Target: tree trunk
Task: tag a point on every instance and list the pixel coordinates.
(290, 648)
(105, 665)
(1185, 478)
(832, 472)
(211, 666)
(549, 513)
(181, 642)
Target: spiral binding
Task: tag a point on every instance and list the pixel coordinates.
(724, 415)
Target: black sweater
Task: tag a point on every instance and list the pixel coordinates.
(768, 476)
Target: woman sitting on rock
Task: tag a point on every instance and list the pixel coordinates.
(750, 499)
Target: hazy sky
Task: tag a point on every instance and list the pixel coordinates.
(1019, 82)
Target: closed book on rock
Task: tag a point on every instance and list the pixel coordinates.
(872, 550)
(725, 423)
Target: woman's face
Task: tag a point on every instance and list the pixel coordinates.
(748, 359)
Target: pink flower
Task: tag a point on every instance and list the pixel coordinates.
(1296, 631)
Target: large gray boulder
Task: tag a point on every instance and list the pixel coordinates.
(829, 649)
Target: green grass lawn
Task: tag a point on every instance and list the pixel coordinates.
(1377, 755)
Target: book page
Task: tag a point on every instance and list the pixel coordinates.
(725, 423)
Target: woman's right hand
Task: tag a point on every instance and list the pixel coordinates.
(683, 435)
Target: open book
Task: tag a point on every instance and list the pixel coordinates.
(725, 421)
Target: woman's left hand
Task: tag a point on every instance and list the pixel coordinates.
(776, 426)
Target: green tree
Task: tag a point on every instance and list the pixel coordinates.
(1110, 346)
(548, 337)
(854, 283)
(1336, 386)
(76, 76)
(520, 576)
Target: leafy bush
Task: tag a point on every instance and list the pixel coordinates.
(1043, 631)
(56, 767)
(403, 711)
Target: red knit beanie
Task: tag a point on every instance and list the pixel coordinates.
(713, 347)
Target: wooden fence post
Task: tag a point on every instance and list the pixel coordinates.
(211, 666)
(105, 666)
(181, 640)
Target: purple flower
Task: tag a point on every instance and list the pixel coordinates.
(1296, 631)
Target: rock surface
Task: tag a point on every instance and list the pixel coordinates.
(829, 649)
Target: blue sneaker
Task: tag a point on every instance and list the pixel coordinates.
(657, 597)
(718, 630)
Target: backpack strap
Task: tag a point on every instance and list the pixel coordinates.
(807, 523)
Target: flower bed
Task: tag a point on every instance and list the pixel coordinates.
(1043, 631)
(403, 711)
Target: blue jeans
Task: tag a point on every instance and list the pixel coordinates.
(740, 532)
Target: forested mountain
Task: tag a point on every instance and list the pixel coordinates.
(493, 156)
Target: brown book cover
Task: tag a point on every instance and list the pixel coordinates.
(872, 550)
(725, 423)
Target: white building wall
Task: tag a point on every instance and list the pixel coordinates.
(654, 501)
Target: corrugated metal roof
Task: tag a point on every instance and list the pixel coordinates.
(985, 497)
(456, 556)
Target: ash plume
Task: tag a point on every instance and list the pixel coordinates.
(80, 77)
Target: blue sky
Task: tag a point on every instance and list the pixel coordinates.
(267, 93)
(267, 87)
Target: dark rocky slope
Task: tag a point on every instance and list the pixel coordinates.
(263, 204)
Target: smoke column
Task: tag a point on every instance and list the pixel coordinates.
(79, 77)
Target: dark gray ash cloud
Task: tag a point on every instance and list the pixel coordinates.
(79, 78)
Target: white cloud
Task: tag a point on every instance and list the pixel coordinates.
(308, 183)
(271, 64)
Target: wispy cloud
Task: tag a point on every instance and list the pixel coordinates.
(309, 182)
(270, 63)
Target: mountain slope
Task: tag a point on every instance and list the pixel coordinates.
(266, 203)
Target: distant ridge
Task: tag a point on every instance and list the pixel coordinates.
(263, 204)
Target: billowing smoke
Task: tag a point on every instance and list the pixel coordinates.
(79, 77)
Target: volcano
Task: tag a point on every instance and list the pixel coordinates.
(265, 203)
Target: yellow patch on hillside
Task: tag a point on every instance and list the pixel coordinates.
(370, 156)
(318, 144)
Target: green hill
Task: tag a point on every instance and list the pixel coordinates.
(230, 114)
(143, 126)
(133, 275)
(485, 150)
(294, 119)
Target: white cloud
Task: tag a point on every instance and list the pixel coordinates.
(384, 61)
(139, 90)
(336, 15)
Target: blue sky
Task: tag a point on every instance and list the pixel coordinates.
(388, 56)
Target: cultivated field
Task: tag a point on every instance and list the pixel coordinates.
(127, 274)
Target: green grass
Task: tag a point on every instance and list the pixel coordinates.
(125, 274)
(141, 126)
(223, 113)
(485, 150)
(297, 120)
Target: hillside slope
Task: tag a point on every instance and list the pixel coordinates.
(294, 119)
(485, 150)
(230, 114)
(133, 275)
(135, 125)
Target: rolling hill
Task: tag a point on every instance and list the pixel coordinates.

------------------------------------------------------------------------

■ STATED GOAL ■
Go back to the listing above and please repeat it exactly.

■ COMPLETE ANSWER ■
Target: tree trunk
Task: tag a point on every instance and list the pixel coordinates.
(290, 648)
(105, 665)
(1185, 478)
(832, 472)
(211, 666)
(549, 513)
(181, 642)
Target: spiral binding
Task: tag a point on every instance and list the pixel coordinates.
(724, 415)
Target: black sweater
Task: tag a point on every instance and list the pixel coordinates.
(768, 476)
Target: woman sitting on rock
Task: tag a point on every instance and list the pixel coordinates.
(750, 499)
Target: hazy sky
Task: tag a point on every instance and list the pixel coordinates.
(1019, 82)
Target: closed book on rock
Task: tag a point on every instance and list the pixel coordinates.
(872, 550)
(725, 423)
Target: woman's face
Task: tag a point on every instance and list the pixel coordinates.
(748, 359)
Target: pink flower
Task: tag a point on every instance and list the pixel coordinates.
(1296, 631)
Target: large gray boulder
Task: tag a point on every instance and list the pixel coordinates.
(829, 649)
Target: green grass lawn
Task: tag a point on every instance and list the pixel coordinates.
(1377, 755)
Target: book page
Task: tag a point on every instance and list the pixel coordinates.
(725, 423)
Target: woman's right hand
Task: tag a point on every instance and list the pixel coordinates.
(683, 435)
Target: open book
Task: tag a point on every instance and list the pixel coordinates.
(725, 421)
Target: woman's left hand
Task: tag a point on every instance and list the pixel coordinates.
(776, 426)
Target: green tree
Task: tag a point on every instance and list the pixel coordinates.
(1110, 346)
(548, 337)
(854, 283)
(1336, 386)
(76, 76)
(520, 576)
Target: leafy bush
Task: tag a point on every instance and list the pixel coordinates.
(1043, 631)
(56, 767)
(403, 711)
Target: red knit beanie
Task: tag a point on every instance and list the pixel coordinates.
(713, 347)
Target: wooden fence post
Task: tag a point on every instance and list the pixel coordinates.
(211, 666)
(105, 666)
(181, 640)
Target: purple flower
Task: tag a point on every instance and list the pixel coordinates.
(1296, 631)
Target: rock surface
Task: tag a point on every instance and list the pixel coordinates.
(829, 649)
Target: blue sneaker
Task: tag a point on every instance and list the pixel coordinates.
(657, 597)
(718, 630)
Target: backpack strap
Task: tag a point on every instance and list the pixel coordinates.
(807, 523)
Target: flower bed
Task: tag a point on every instance and list the pixel coordinates.
(1043, 631)
(403, 711)
Target: blue jeans
Task: tag a point on every instance and list the pixel coordinates.
(740, 532)
Target: forested mountain
Task: tag a point on every instance and list the pixel coordinates.
(493, 156)
Target: brown book cover
Task: tag a point on every instance and list the pixel coordinates.
(872, 550)
(725, 423)
Target: white building wall
Task: tag a point on every instance and list the pixel coordinates.
(654, 501)
Target: corrugated metal roof
Task: tag a point on every instance and list the pixel coordinates.
(985, 497)
(456, 556)
Target: ash plume
Task: tag a point on every instance and list the pixel coordinates.
(80, 77)
Target: blue sky
Task: tag a point on every instance and list the pixel coordinates.
(267, 93)
(267, 87)
Target: dark rocky slope
Task: tag a point on every instance and list the pixel coordinates.
(263, 204)
Target: smoke column
Task: tag a point on every instance and list the pixel coordinates.
(79, 77)
Target: dark gray ash cloud
Task: tag a point on every instance and list the pixel coordinates.
(79, 78)
Target: white cloud
Task: tag a point on every instance and list the pixel coordinates.
(308, 183)
(271, 64)
Target: wispy cloud
Task: tag a point on every instance and list the pixel coordinates.
(309, 182)
(270, 63)
Target: mountain slope
Task: tag a point on every instance and list the pixel coordinates.
(266, 203)
Target: distant ridge
Task: tag a point on every instance and list the pixel coordinates.
(263, 204)
Target: billowing smoke
Task: tag a point on every instance and list the pixel coordinates.
(79, 77)
Target: volcano
Task: tag a point on every instance and list the pixel coordinates.
(265, 203)
Target: yellow patch on hillside
Task: tag a point on every instance and list the pixel coordinates.
(370, 156)
(318, 144)
Target: green hill
Task: tag a point on every instance and list the pixel coordinates.
(230, 114)
(143, 126)
(133, 275)
(485, 150)
(294, 119)
Target: white cloud
Task: tag a point on every instance and list the pixel coordinates.
(384, 61)
(139, 90)
(336, 15)
Target: blue sky
Task: tag a point on every instance and list the pixel coordinates.
(388, 56)
Target: cultivated field
Task: tag a point on every instance and list the pixel coordinates.
(127, 274)
Target: green grass
Task: tag a point on every instance and list the pixel coordinates.
(125, 274)
(141, 126)
(223, 113)
(485, 150)
(297, 120)
Target: hillside slope
Task: tag a point on every instance and list the pixel coordinates.
(294, 119)
(485, 150)
(230, 114)
(133, 275)
(135, 125)
Target: rolling hill
Task: tag a point on every instance and list the pixel coordinates.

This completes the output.